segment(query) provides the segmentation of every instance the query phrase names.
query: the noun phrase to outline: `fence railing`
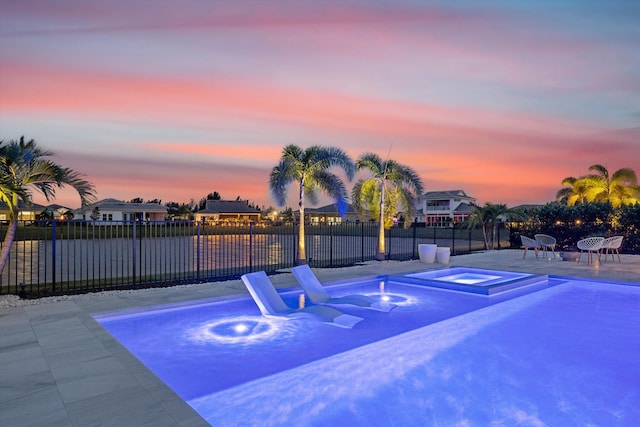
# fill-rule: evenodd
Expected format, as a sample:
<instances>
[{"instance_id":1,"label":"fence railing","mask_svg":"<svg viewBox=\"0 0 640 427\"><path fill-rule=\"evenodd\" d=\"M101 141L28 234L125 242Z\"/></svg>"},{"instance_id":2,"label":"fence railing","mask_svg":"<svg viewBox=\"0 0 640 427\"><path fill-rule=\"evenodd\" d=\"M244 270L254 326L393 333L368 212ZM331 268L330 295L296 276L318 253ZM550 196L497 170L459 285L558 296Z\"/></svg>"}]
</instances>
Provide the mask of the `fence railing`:
<instances>
[{"instance_id":1,"label":"fence railing","mask_svg":"<svg viewBox=\"0 0 640 427\"><path fill-rule=\"evenodd\" d=\"M0 228L4 238L6 226ZM377 224L305 225L312 267L353 265L375 258ZM0 276L0 294L26 297L95 292L238 278L295 265L298 228L261 223L207 225L190 221L36 221L21 223ZM508 234L502 236L508 245ZM418 245L452 254L484 249L479 230L392 228L386 257L418 258Z\"/></svg>"}]
</instances>

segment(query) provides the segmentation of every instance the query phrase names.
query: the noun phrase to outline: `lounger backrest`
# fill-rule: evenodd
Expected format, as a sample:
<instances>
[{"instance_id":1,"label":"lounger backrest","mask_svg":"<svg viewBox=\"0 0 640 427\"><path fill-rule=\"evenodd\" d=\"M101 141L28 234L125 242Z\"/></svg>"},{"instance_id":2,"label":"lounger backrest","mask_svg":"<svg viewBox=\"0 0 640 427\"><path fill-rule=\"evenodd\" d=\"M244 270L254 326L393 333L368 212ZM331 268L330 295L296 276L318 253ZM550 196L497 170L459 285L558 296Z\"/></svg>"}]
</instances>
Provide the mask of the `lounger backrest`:
<instances>
[{"instance_id":1,"label":"lounger backrest","mask_svg":"<svg viewBox=\"0 0 640 427\"><path fill-rule=\"evenodd\" d=\"M279 315L291 311L264 271L244 274L242 281L262 314Z\"/></svg>"},{"instance_id":2,"label":"lounger backrest","mask_svg":"<svg viewBox=\"0 0 640 427\"><path fill-rule=\"evenodd\" d=\"M325 302L331 298L308 265L293 267L291 272L311 302Z\"/></svg>"}]
</instances>

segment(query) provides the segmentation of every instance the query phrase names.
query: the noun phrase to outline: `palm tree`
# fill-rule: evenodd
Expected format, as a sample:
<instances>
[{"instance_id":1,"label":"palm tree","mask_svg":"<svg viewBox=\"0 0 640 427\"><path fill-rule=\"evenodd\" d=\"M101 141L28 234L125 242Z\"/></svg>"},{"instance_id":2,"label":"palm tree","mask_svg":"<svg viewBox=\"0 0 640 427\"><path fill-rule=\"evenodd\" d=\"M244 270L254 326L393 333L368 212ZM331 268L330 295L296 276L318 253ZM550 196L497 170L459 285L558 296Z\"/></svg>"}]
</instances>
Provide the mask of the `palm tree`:
<instances>
[{"instance_id":1,"label":"palm tree","mask_svg":"<svg viewBox=\"0 0 640 427\"><path fill-rule=\"evenodd\" d=\"M564 202L568 206L576 203L583 204L587 200L587 184L584 178L574 178L569 176L562 180L564 188L556 193L556 200Z\"/></svg>"},{"instance_id":2,"label":"palm tree","mask_svg":"<svg viewBox=\"0 0 640 427\"><path fill-rule=\"evenodd\" d=\"M25 142L0 141L0 201L9 208L9 228L0 253L0 274L9 260L11 245L18 228L18 203L31 203L31 190L42 193L47 200L55 198L56 188L70 185L80 195L82 205L95 200L94 187L83 176L64 168L47 157L53 153L40 149L32 139Z\"/></svg>"},{"instance_id":3,"label":"palm tree","mask_svg":"<svg viewBox=\"0 0 640 427\"><path fill-rule=\"evenodd\" d=\"M394 160L382 160L377 154L362 154L356 168L368 169L373 175L359 180L351 192L353 207L361 214L378 217L378 248L376 260L385 259L385 224L390 226L392 215L401 210L404 217L413 218L418 197L424 192L422 181L410 167ZM404 222L405 227L410 224Z\"/></svg>"},{"instance_id":4,"label":"palm tree","mask_svg":"<svg viewBox=\"0 0 640 427\"><path fill-rule=\"evenodd\" d=\"M466 228L471 230L477 226L482 226L482 237L484 238L484 248L489 249L493 245L489 241L489 229L493 226L495 215L495 205L493 203L485 203L484 206L474 206L471 215L465 220Z\"/></svg>"},{"instance_id":5,"label":"palm tree","mask_svg":"<svg viewBox=\"0 0 640 427\"><path fill-rule=\"evenodd\" d=\"M487 250L494 248L496 234L501 220L524 220L526 215L518 209L508 208L503 203L485 203L484 206L474 206L471 215L466 219L466 228L472 229L478 225L482 226L482 236L484 237L484 247Z\"/></svg>"},{"instance_id":6,"label":"palm tree","mask_svg":"<svg viewBox=\"0 0 640 427\"><path fill-rule=\"evenodd\" d=\"M602 165L592 165L589 170L596 172L584 177L590 201L608 201L614 208L637 201L638 177L633 169L618 169L611 176L607 168Z\"/></svg>"},{"instance_id":7,"label":"palm tree","mask_svg":"<svg viewBox=\"0 0 640 427\"><path fill-rule=\"evenodd\" d=\"M341 213L346 212L345 186L342 179L329 172L329 168L338 166L351 180L355 174L353 160L339 148L314 145L303 150L296 145L287 145L282 150L280 163L271 170L269 187L279 206L284 206L287 187L298 184L298 207L300 227L298 232L298 259L296 263L306 264L307 254L304 245L304 198L315 203L318 190L323 191L338 203Z\"/></svg>"},{"instance_id":8,"label":"palm tree","mask_svg":"<svg viewBox=\"0 0 640 427\"><path fill-rule=\"evenodd\" d=\"M640 185L633 169L618 169L611 176L602 165L592 165L589 170L596 173L562 180L562 185L566 187L558 191L556 199L569 206L585 202L609 202L614 208L640 201Z\"/></svg>"}]
</instances>

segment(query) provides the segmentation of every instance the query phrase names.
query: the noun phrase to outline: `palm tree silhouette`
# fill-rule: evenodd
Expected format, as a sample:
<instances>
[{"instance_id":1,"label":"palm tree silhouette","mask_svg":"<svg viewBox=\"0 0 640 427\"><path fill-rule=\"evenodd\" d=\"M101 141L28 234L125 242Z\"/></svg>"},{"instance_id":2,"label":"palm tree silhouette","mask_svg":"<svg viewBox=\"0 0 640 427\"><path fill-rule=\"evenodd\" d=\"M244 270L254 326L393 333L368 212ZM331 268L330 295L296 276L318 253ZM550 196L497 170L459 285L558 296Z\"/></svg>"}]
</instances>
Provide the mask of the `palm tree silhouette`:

* Problem to work on
Your task is to repeat the records exactly. Images do not belong in the copy.

* Answer box
segment(query) provides the segmentation of every instance the query phrase names.
query: the noun phrase to outline: `fence railing`
# fill-rule: evenodd
Expected format, as a sample:
<instances>
[{"instance_id":1,"label":"fence railing","mask_svg":"<svg viewBox=\"0 0 640 427\"><path fill-rule=\"evenodd\" d=\"M101 141L28 234L125 242Z\"/></svg>"},{"instance_id":2,"label":"fence railing","mask_svg":"<svg viewBox=\"0 0 640 427\"><path fill-rule=\"evenodd\" d=\"M244 270L254 326L393 333L368 212ZM331 268L330 295L296 276L318 253ZM550 196L497 170L459 285L558 296Z\"/></svg>"}]
</instances>
Provide the mask of the `fence railing`:
<instances>
[{"instance_id":1,"label":"fence railing","mask_svg":"<svg viewBox=\"0 0 640 427\"><path fill-rule=\"evenodd\" d=\"M0 228L4 238L6 226ZM377 224L305 225L312 267L353 265L375 258ZM0 276L0 294L26 297L95 292L238 278L295 265L298 228L261 223L207 225L190 221L36 221L21 223ZM508 234L502 236L508 245ZM418 245L452 254L484 249L479 230L392 228L386 257L418 258Z\"/></svg>"}]
</instances>

segment(query) provides the segmentation of every instance the query phrase names.
query: the noun phrase to outline: `lounger backrest`
# fill-rule: evenodd
Expected format, as a sample:
<instances>
[{"instance_id":1,"label":"lounger backrest","mask_svg":"<svg viewBox=\"0 0 640 427\"><path fill-rule=\"evenodd\" d=\"M101 141L28 234L125 242Z\"/></svg>"},{"instance_id":2,"label":"lounger backrest","mask_svg":"<svg viewBox=\"0 0 640 427\"><path fill-rule=\"evenodd\" d=\"M244 270L254 326L393 333L368 212ZM331 268L330 295L296 276L318 253ZM550 196L497 170L459 285L558 296Z\"/></svg>"}]
</instances>
Provide the mask of the `lounger backrest`:
<instances>
[{"instance_id":1,"label":"lounger backrest","mask_svg":"<svg viewBox=\"0 0 640 427\"><path fill-rule=\"evenodd\" d=\"M279 315L291 311L264 271L244 274L242 281L262 314Z\"/></svg>"},{"instance_id":2,"label":"lounger backrest","mask_svg":"<svg viewBox=\"0 0 640 427\"><path fill-rule=\"evenodd\" d=\"M325 302L331 298L308 265L293 267L291 272L311 302Z\"/></svg>"}]
</instances>

segment(query) provides the segmentation of every instance the query phrase names.
query: the noun phrase to outline: `palm tree`
# fill-rule: evenodd
Expected format, as a sample:
<instances>
[{"instance_id":1,"label":"palm tree","mask_svg":"<svg viewBox=\"0 0 640 427\"><path fill-rule=\"evenodd\" d=\"M101 141L28 234L125 242Z\"/></svg>"},{"instance_id":2,"label":"palm tree","mask_svg":"<svg viewBox=\"0 0 640 427\"><path fill-rule=\"evenodd\" d=\"M244 270L254 326L393 333L368 212ZM331 268L330 295L296 276L318 253ZM550 196L497 170L459 285L558 296Z\"/></svg>"}]
</instances>
Provide the mask of the `palm tree`:
<instances>
[{"instance_id":1,"label":"palm tree","mask_svg":"<svg viewBox=\"0 0 640 427\"><path fill-rule=\"evenodd\" d=\"M564 202L568 206L576 203L583 204L587 200L587 184L584 178L574 178L569 176L562 180L564 188L556 193L556 200Z\"/></svg>"},{"instance_id":2,"label":"palm tree","mask_svg":"<svg viewBox=\"0 0 640 427\"><path fill-rule=\"evenodd\" d=\"M25 142L0 141L0 201L9 208L9 228L0 253L0 274L9 260L11 245L18 228L18 203L31 203L31 190L42 193L47 200L55 198L56 188L70 185L80 195L82 205L95 200L94 187L83 176L64 168L47 157L53 153L40 149L32 139Z\"/></svg>"},{"instance_id":3,"label":"palm tree","mask_svg":"<svg viewBox=\"0 0 640 427\"><path fill-rule=\"evenodd\" d=\"M394 160L382 160L377 154L362 154L356 168L368 169L373 175L359 180L351 192L353 207L361 214L378 217L378 248L376 260L385 259L385 224L390 226L392 215L401 210L404 217L413 218L418 197L424 192L422 181L410 167ZM404 222L405 227L410 224Z\"/></svg>"},{"instance_id":4,"label":"palm tree","mask_svg":"<svg viewBox=\"0 0 640 427\"><path fill-rule=\"evenodd\" d=\"M466 228L471 230L477 226L482 226L482 237L484 238L484 248L489 249L493 245L489 241L489 229L493 226L495 215L495 205L493 203L485 203L484 206L474 206L471 215L465 220Z\"/></svg>"},{"instance_id":5,"label":"palm tree","mask_svg":"<svg viewBox=\"0 0 640 427\"><path fill-rule=\"evenodd\" d=\"M487 250L494 248L496 234L501 220L524 220L526 215L518 209L508 208L503 203L485 203L484 206L474 206L471 215L466 219L466 228L472 229L478 225L482 226L482 236L484 237L484 247Z\"/></svg>"},{"instance_id":6,"label":"palm tree","mask_svg":"<svg viewBox=\"0 0 640 427\"><path fill-rule=\"evenodd\" d=\"M602 165L592 165L589 170L596 172L584 177L590 201L608 201L614 208L637 201L638 177L633 169L618 169L611 176L607 168Z\"/></svg>"},{"instance_id":7,"label":"palm tree","mask_svg":"<svg viewBox=\"0 0 640 427\"><path fill-rule=\"evenodd\" d=\"M341 213L346 212L345 186L342 179L329 172L329 168L338 166L351 180L355 174L353 160L339 148L314 145L303 150L296 145L287 145L282 150L280 163L271 170L269 187L279 206L284 206L287 187L298 184L298 207L300 227L298 232L298 259L296 263L306 264L307 254L304 245L304 198L315 203L318 190L323 191L338 203Z\"/></svg>"},{"instance_id":8,"label":"palm tree","mask_svg":"<svg viewBox=\"0 0 640 427\"><path fill-rule=\"evenodd\" d=\"M640 185L633 169L618 169L611 176L602 165L592 165L589 170L596 173L562 180L562 185L566 187L558 191L556 199L569 206L585 202L609 202L614 208L640 201Z\"/></svg>"}]
</instances>

segment(query) provides the segmentation of every instance the query phrase names.
query: the noun phrase to outline: `palm tree silhouette`
# fill-rule: evenodd
Expected format, as a sample:
<instances>
[{"instance_id":1,"label":"palm tree silhouette","mask_svg":"<svg viewBox=\"0 0 640 427\"><path fill-rule=\"evenodd\" d=\"M101 141L28 234L125 242Z\"/></svg>"},{"instance_id":2,"label":"palm tree silhouette","mask_svg":"<svg viewBox=\"0 0 640 427\"><path fill-rule=\"evenodd\" d=\"M244 270L254 326L393 333L368 212ZM331 268L330 295L296 276L318 253ZM550 196L497 170L459 285L558 296Z\"/></svg>"}]
</instances>
Provide the mask of the `palm tree silhouette`:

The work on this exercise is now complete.